━━━ TEXT EXCERPT ━━━

PEI

P.E.I. wildlife: 5 cool things to know about crows

We curse them when they wake us up too early in the morning. We shake our fists at them when they leave droppings on our windshields, roofs and sidewalks. But if you look on the bright side, crows do have some redeeming — if not endearing — qualities.

They may be annoying, but they can also be endearing

Crows are very intelligent birds. (Jesara Sinclair/CBC)

We curse them when they wake us up too early in the morning. We shake our fists at them when they leave droppings on our windshields, roofs and sidewalks.

If they were cute, we might cut them a little slack. But they're not. In fact, as Alfred Hitchcock showed us, they can be quite scary.

But if you look on the bright side, crows do have some redeeming — if not endearing — qualities.

1. They're smart as a whip

"They are among the most intelligent of bird for sure," says Garry Gregory, a wildlife biologist with P.E.I. Department of Communities, Land and Environment.

━━━

■ ACTIVITY
Duplicate the crow article text from "Crows are very" to "Land and Environment." with no changes. Nothing in the records is needed for the work on this text.

━━━ MATERIAL SUPPLIED ━━━

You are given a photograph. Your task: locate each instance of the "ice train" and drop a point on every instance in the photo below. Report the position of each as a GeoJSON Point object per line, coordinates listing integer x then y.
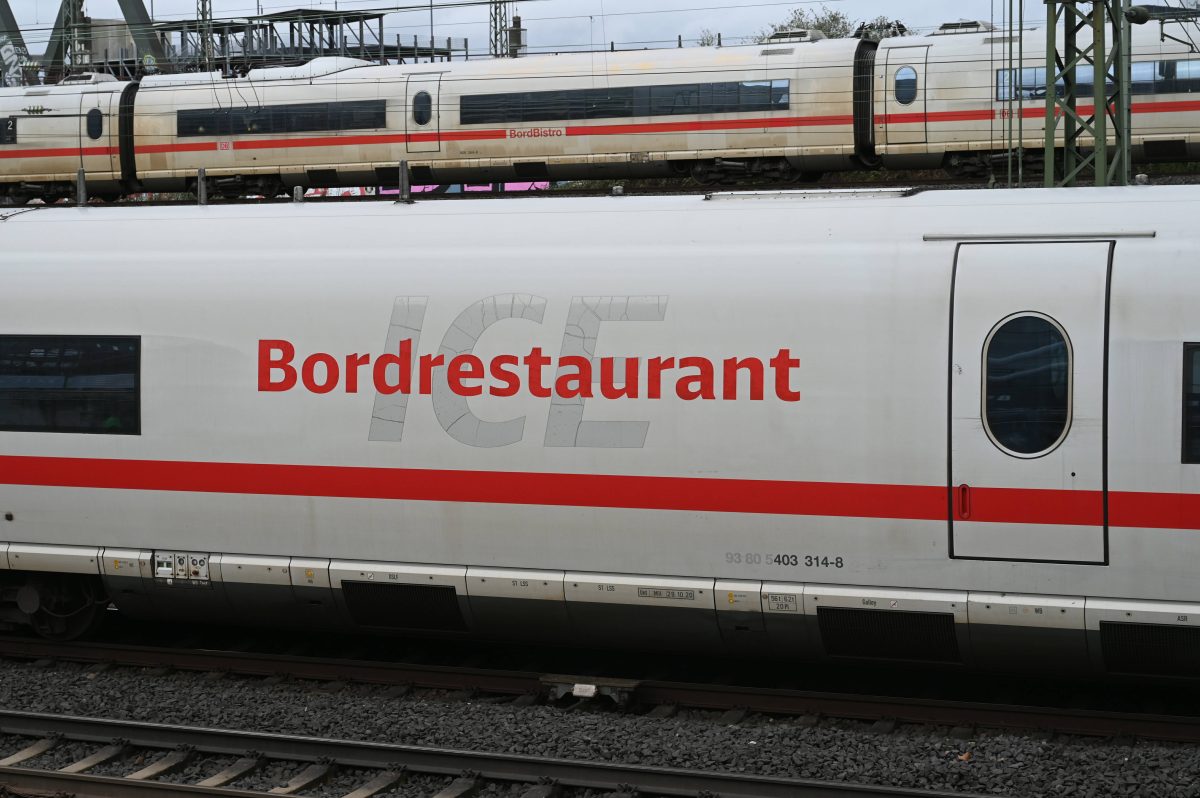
{"type": "Point", "coordinates": [787, 109]}
{"type": "Point", "coordinates": [957, 427]}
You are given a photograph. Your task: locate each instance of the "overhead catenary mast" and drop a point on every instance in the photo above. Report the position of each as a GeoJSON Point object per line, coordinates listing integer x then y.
{"type": "Point", "coordinates": [13, 53]}
{"type": "Point", "coordinates": [498, 28]}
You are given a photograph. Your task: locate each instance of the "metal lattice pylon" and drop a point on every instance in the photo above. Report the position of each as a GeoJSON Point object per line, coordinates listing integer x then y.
{"type": "Point", "coordinates": [1087, 133]}
{"type": "Point", "coordinates": [75, 33]}
{"type": "Point", "coordinates": [498, 28]}
{"type": "Point", "coordinates": [204, 28]}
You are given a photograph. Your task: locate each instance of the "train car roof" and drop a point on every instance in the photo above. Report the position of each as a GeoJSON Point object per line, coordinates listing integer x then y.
{"type": "Point", "coordinates": [817, 216]}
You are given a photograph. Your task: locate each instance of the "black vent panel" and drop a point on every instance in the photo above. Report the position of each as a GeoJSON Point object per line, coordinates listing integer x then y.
{"type": "Point", "coordinates": [1169, 150]}
{"type": "Point", "coordinates": [864, 99]}
{"type": "Point", "coordinates": [882, 634]}
{"type": "Point", "coordinates": [403, 606]}
{"type": "Point", "coordinates": [1153, 649]}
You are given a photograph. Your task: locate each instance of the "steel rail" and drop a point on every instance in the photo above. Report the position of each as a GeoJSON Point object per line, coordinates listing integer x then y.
{"type": "Point", "coordinates": [385, 756]}
{"type": "Point", "coordinates": [1180, 729]}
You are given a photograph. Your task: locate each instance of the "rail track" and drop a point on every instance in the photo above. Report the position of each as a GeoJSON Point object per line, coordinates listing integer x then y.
{"type": "Point", "coordinates": [384, 768]}
{"type": "Point", "coordinates": [657, 697]}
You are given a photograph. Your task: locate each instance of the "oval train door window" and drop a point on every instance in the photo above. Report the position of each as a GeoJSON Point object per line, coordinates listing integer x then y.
{"type": "Point", "coordinates": [95, 124]}
{"type": "Point", "coordinates": [1027, 385]}
{"type": "Point", "coordinates": [423, 108]}
{"type": "Point", "coordinates": [906, 85]}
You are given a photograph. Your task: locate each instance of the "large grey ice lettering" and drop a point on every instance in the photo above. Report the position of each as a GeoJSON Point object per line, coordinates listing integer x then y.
{"type": "Point", "coordinates": [565, 426]}
{"type": "Point", "coordinates": [388, 417]}
{"type": "Point", "coordinates": [454, 414]}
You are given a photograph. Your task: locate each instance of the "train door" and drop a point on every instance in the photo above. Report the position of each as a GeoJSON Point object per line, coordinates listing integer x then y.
{"type": "Point", "coordinates": [1029, 375]}
{"type": "Point", "coordinates": [97, 131]}
{"type": "Point", "coordinates": [904, 95]}
{"type": "Point", "coordinates": [424, 118]}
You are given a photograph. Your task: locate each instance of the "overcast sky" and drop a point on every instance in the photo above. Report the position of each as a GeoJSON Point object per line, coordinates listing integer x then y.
{"type": "Point", "coordinates": [561, 23]}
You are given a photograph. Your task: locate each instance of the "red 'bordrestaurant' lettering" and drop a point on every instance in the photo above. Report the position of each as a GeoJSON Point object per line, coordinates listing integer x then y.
{"type": "Point", "coordinates": [693, 377]}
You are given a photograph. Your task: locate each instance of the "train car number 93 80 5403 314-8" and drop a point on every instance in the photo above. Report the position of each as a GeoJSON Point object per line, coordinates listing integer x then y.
{"type": "Point", "coordinates": [790, 561]}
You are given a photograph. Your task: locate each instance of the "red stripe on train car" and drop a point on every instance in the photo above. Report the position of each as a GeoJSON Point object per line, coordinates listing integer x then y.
{"type": "Point", "coordinates": [700, 495]}
{"type": "Point", "coordinates": [492, 487]}
{"type": "Point", "coordinates": [58, 153]}
{"type": "Point", "coordinates": [936, 117]}
{"type": "Point", "coordinates": [713, 125]}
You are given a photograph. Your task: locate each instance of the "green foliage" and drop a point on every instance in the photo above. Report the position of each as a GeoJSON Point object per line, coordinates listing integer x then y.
{"type": "Point", "coordinates": [828, 21]}
{"type": "Point", "coordinates": [837, 24]}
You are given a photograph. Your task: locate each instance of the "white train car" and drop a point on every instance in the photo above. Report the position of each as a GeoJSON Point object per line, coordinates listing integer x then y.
{"type": "Point", "coordinates": [949, 427]}
{"type": "Point", "coordinates": [961, 96]}
{"type": "Point", "coordinates": [789, 109]}
{"type": "Point", "coordinates": [48, 133]}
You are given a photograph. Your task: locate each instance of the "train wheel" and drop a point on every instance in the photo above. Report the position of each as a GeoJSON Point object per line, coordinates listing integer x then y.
{"type": "Point", "coordinates": [705, 174]}
{"type": "Point", "coordinates": [61, 607]}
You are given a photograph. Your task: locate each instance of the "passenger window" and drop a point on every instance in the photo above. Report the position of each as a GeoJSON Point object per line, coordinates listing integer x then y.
{"type": "Point", "coordinates": [57, 383]}
{"type": "Point", "coordinates": [1192, 402]}
{"type": "Point", "coordinates": [1027, 385]}
{"type": "Point", "coordinates": [95, 124]}
{"type": "Point", "coordinates": [906, 85]}
{"type": "Point", "coordinates": [423, 108]}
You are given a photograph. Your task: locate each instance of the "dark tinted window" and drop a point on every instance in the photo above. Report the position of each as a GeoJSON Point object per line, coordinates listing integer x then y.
{"type": "Point", "coordinates": [1027, 373]}
{"type": "Point", "coordinates": [1147, 77]}
{"type": "Point", "coordinates": [299, 118]}
{"type": "Point", "coordinates": [60, 383]}
{"type": "Point", "coordinates": [95, 124]}
{"type": "Point", "coordinates": [670, 100]}
{"type": "Point", "coordinates": [906, 85]}
{"type": "Point", "coordinates": [1192, 402]}
{"type": "Point", "coordinates": [423, 108]}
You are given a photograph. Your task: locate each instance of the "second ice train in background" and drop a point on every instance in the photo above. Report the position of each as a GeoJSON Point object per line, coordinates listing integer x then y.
{"type": "Point", "coordinates": [787, 108]}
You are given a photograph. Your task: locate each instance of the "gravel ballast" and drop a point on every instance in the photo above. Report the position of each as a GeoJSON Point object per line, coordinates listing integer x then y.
{"type": "Point", "coordinates": [912, 756]}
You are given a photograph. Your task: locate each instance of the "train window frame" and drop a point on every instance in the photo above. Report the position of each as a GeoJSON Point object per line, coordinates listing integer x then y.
{"type": "Point", "coordinates": [121, 411]}
{"type": "Point", "coordinates": [1071, 387]}
{"type": "Point", "coordinates": [292, 118]}
{"type": "Point", "coordinates": [916, 85]}
{"type": "Point", "coordinates": [95, 124]}
{"type": "Point", "coordinates": [627, 102]}
{"type": "Point", "coordinates": [423, 108]}
{"type": "Point", "coordinates": [1189, 375]}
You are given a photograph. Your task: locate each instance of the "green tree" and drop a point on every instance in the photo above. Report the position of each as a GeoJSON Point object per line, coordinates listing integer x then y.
{"type": "Point", "coordinates": [829, 22]}
{"type": "Point", "coordinates": [835, 24]}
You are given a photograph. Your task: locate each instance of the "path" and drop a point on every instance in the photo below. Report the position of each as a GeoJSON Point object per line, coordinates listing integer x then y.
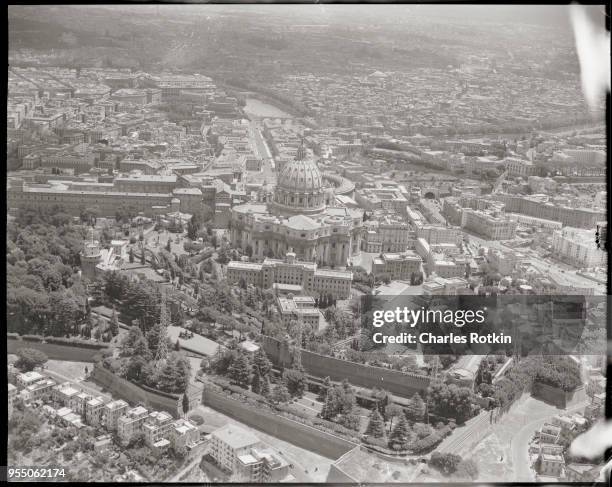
{"type": "Point", "coordinates": [461, 439]}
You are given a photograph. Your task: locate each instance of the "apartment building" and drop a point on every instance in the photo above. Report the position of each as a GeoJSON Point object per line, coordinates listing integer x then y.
{"type": "Point", "coordinates": [112, 411]}
{"type": "Point", "coordinates": [397, 266]}
{"type": "Point", "coordinates": [489, 225]}
{"type": "Point", "coordinates": [293, 272]}
{"type": "Point", "coordinates": [156, 430]}
{"type": "Point", "coordinates": [228, 443]}
{"type": "Point", "coordinates": [94, 410]}
{"type": "Point", "coordinates": [576, 247]}
{"type": "Point", "coordinates": [130, 424]}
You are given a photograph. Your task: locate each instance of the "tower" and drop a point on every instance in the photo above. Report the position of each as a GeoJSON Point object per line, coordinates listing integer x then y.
{"type": "Point", "coordinates": [90, 256]}
{"type": "Point", "coordinates": [164, 320]}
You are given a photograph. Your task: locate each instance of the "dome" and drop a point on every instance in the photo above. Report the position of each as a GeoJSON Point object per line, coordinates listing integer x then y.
{"type": "Point", "coordinates": [301, 176]}
{"type": "Point", "coordinates": [300, 187]}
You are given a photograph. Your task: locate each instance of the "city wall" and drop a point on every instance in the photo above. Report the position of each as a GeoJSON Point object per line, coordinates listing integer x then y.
{"type": "Point", "coordinates": [558, 397]}
{"type": "Point", "coordinates": [135, 394]}
{"type": "Point", "coordinates": [55, 351]}
{"type": "Point", "coordinates": [302, 435]}
{"type": "Point", "coordinates": [394, 381]}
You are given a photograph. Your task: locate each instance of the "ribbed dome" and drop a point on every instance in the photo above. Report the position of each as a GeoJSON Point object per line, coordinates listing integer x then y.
{"type": "Point", "coordinates": [299, 189]}
{"type": "Point", "coordinates": [301, 176]}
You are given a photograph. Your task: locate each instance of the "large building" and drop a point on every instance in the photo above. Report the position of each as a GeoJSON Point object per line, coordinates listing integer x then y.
{"type": "Point", "coordinates": [494, 226]}
{"type": "Point", "coordinates": [299, 218]}
{"type": "Point", "coordinates": [397, 266]}
{"type": "Point", "coordinates": [293, 272]}
{"type": "Point", "coordinates": [577, 248]}
{"type": "Point", "coordinates": [243, 454]}
{"type": "Point", "coordinates": [542, 206]}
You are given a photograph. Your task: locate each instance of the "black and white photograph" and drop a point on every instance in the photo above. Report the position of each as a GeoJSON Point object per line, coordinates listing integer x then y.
{"type": "Point", "coordinates": [307, 243]}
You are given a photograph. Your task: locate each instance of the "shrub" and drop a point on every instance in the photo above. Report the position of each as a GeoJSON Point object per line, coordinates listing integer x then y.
{"type": "Point", "coordinates": [446, 463]}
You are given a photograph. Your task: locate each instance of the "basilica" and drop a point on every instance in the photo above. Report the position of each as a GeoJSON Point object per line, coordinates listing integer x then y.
{"type": "Point", "coordinates": [302, 216]}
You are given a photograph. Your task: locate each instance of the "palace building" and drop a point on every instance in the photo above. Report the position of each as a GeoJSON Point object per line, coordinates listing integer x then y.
{"type": "Point", "coordinates": [303, 215]}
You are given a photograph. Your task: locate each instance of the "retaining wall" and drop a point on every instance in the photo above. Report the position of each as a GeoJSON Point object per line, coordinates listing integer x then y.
{"type": "Point", "coordinates": [394, 381]}
{"type": "Point", "coordinates": [135, 394]}
{"type": "Point", "coordinates": [299, 434]}
{"type": "Point", "coordinates": [554, 395]}
{"type": "Point", "coordinates": [54, 351]}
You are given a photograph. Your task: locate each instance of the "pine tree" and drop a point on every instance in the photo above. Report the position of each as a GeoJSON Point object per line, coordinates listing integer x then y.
{"type": "Point", "coordinates": [262, 362]}
{"type": "Point", "coordinates": [280, 394]}
{"type": "Point", "coordinates": [323, 391]}
{"type": "Point", "coordinates": [416, 409]}
{"type": "Point", "coordinates": [239, 371]}
{"type": "Point", "coordinates": [256, 382]}
{"type": "Point", "coordinates": [401, 435]}
{"type": "Point", "coordinates": [376, 426]}
{"type": "Point", "coordinates": [114, 324]}
{"type": "Point", "coordinates": [265, 386]}
{"type": "Point", "coordinates": [185, 404]}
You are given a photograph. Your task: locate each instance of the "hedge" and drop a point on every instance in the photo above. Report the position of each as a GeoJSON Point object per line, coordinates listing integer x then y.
{"type": "Point", "coordinates": [432, 440]}
{"type": "Point", "coordinates": [31, 338]}
{"type": "Point", "coordinates": [75, 342]}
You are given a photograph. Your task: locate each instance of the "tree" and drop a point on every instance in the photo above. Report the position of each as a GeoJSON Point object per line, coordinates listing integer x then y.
{"type": "Point", "coordinates": [416, 409]}
{"type": "Point", "coordinates": [280, 394]}
{"type": "Point", "coordinates": [296, 382]}
{"type": "Point", "coordinates": [401, 435]}
{"type": "Point", "coordinates": [256, 381]}
{"type": "Point", "coordinates": [114, 324]}
{"type": "Point", "coordinates": [446, 463]}
{"type": "Point", "coordinates": [467, 469]}
{"type": "Point", "coordinates": [192, 228]}
{"type": "Point", "coordinates": [29, 359]}
{"type": "Point", "coordinates": [265, 386]}
{"type": "Point", "coordinates": [376, 426]}
{"type": "Point", "coordinates": [261, 361]}
{"type": "Point", "coordinates": [393, 411]}
{"type": "Point", "coordinates": [239, 371]}
{"type": "Point", "coordinates": [323, 390]}
{"type": "Point", "coordinates": [185, 403]}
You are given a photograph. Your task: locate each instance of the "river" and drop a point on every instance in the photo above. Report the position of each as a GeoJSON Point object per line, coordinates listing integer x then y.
{"type": "Point", "coordinates": [258, 108]}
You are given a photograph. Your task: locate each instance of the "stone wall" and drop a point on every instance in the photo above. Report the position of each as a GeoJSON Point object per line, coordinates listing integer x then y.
{"type": "Point", "coordinates": [557, 396]}
{"type": "Point", "coordinates": [304, 436]}
{"type": "Point", "coordinates": [394, 381]}
{"type": "Point", "coordinates": [136, 394]}
{"type": "Point", "coordinates": [55, 351]}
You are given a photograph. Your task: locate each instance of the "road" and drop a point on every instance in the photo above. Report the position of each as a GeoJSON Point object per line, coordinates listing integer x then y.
{"type": "Point", "coordinates": [519, 445]}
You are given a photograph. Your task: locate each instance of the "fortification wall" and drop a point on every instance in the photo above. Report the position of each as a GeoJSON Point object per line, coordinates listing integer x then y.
{"type": "Point", "coordinates": [394, 381]}
{"type": "Point", "coordinates": [299, 434]}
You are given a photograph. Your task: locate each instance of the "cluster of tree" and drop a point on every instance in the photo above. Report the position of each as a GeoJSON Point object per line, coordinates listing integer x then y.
{"type": "Point", "coordinates": [451, 464]}
{"type": "Point", "coordinates": [245, 371]}
{"type": "Point", "coordinates": [450, 401]}
{"type": "Point", "coordinates": [43, 293]}
{"type": "Point", "coordinates": [196, 226]}
{"type": "Point", "coordinates": [30, 358]}
{"type": "Point", "coordinates": [136, 301]}
{"type": "Point", "coordinates": [137, 361]}
{"type": "Point", "coordinates": [340, 406]}
{"type": "Point", "coordinates": [561, 372]}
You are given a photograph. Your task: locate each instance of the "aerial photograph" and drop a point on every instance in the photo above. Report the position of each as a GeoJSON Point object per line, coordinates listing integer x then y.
{"type": "Point", "coordinates": [314, 243]}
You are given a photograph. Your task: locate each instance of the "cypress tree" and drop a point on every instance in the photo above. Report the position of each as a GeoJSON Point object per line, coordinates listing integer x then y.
{"type": "Point", "coordinates": [376, 426]}
{"type": "Point", "coordinates": [400, 436]}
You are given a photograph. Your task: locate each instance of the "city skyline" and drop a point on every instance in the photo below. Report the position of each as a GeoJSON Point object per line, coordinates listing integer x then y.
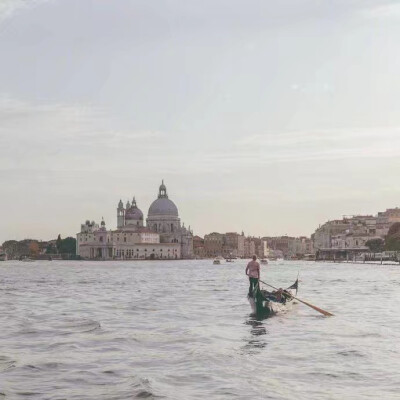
{"type": "Point", "coordinates": [263, 117]}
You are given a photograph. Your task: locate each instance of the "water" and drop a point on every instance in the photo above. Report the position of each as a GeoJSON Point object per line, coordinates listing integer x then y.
{"type": "Point", "coordinates": [182, 330]}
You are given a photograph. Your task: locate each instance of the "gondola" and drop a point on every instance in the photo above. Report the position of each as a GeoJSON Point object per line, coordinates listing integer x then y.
{"type": "Point", "coordinates": [264, 302]}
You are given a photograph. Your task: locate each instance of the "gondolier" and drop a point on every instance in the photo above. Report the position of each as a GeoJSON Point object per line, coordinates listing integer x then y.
{"type": "Point", "coordinates": [253, 272]}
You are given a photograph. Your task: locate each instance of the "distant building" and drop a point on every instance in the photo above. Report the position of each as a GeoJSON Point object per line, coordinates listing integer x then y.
{"type": "Point", "coordinates": [290, 246]}
{"type": "Point", "coordinates": [213, 244]}
{"type": "Point", "coordinates": [249, 247]}
{"type": "Point", "coordinates": [163, 238]}
{"type": "Point", "coordinates": [198, 247]}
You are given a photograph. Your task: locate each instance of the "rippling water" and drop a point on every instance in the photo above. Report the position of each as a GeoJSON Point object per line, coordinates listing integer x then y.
{"type": "Point", "coordinates": [183, 330]}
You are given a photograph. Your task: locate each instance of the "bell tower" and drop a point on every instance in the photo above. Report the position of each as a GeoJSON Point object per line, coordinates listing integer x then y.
{"type": "Point", "coordinates": [120, 215]}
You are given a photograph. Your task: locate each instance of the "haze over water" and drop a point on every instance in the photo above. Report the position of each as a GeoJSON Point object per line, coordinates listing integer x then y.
{"type": "Point", "coordinates": [182, 330]}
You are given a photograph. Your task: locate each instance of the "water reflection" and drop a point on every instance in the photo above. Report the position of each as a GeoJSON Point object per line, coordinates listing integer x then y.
{"type": "Point", "coordinates": [257, 331]}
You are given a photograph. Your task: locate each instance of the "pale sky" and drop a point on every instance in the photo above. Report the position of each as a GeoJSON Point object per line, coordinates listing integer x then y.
{"type": "Point", "coordinates": [260, 115]}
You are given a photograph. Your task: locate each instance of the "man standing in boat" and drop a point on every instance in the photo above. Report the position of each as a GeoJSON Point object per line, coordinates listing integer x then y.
{"type": "Point", "coordinates": [253, 272]}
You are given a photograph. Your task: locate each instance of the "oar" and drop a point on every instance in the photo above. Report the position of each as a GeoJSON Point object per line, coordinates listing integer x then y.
{"type": "Point", "coordinates": [326, 313]}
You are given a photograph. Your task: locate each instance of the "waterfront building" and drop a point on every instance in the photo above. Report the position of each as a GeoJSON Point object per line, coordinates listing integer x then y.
{"type": "Point", "coordinates": [249, 247]}
{"type": "Point", "coordinates": [198, 247]}
{"type": "Point", "coordinates": [291, 247]}
{"type": "Point", "coordinates": [233, 245]}
{"type": "Point", "coordinates": [213, 244]}
{"type": "Point", "coordinates": [163, 238]}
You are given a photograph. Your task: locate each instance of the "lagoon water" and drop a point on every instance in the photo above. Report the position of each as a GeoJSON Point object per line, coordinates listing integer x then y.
{"type": "Point", "coordinates": [183, 330]}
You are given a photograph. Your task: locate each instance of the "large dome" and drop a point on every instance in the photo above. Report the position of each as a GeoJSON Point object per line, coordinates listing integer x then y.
{"type": "Point", "coordinates": [163, 206]}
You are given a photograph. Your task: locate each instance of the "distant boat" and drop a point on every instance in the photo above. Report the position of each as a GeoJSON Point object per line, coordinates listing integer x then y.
{"type": "Point", "coordinates": [218, 260]}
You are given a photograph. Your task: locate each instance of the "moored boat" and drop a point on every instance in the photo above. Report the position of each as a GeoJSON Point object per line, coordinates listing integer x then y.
{"type": "Point", "coordinates": [264, 302]}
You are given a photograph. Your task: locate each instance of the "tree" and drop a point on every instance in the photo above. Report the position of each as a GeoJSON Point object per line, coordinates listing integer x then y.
{"type": "Point", "coordinates": [375, 245]}
{"type": "Point", "coordinates": [392, 240]}
{"type": "Point", "coordinates": [58, 243]}
{"type": "Point", "coordinates": [50, 249]}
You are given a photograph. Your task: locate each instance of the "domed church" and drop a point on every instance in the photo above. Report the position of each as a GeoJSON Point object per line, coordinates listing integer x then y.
{"type": "Point", "coordinates": [163, 238]}
{"type": "Point", "coordinates": [163, 218]}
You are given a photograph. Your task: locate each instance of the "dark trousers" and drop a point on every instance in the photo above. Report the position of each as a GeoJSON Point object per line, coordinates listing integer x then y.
{"type": "Point", "coordinates": [253, 284]}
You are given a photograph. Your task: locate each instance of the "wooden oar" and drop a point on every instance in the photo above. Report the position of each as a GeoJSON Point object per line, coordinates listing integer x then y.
{"type": "Point", "coordinates": [326, 313]}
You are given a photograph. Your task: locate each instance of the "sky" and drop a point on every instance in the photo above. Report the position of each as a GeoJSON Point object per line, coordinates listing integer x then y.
{"type": "Point", "coordinates": [262, 116]}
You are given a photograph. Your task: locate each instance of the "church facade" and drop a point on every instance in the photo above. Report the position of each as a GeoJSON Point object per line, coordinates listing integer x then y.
{"type": "Point", "coordinates": [163, 237]}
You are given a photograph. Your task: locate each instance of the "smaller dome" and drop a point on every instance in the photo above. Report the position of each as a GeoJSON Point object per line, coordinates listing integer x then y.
{"type": "Point", "coordinates": [133, 213]}
{"type": "Point", "coordinates": [163, 206]}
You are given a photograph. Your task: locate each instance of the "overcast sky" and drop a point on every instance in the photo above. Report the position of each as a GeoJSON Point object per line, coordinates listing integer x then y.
{"type": "Point", "coordinates": [264, 116]}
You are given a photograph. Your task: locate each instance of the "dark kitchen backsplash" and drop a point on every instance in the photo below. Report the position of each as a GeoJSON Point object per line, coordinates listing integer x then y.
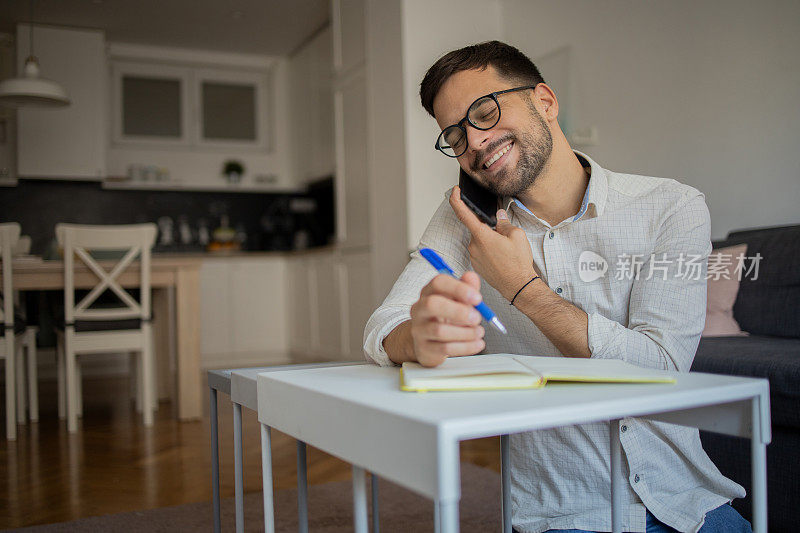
{"type": "Point", "coordinates": [270, 221]}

━━━

■ ANSWER BOX
Crows are very intelligent birds. (Jesara Sinclair/CBC)

We curse them when they wake us up too early in the morning. We shake our fists at them when they leave droppings on our windshields, roofs and sidewalks.

If they were cute, we might cut them a little slack. But they're not. In fact, as Alfred Hitchcock showed us, they can be quite scary.

But if you look on the bright side, crows do have some redeeming — if not endearing — qualities.

1. They're smart as a whip

"They are among the most intelligent of bird for sure," says Garry Gregory, a wildlife biologist with P.E.I. Department of Communities, Land and Environment.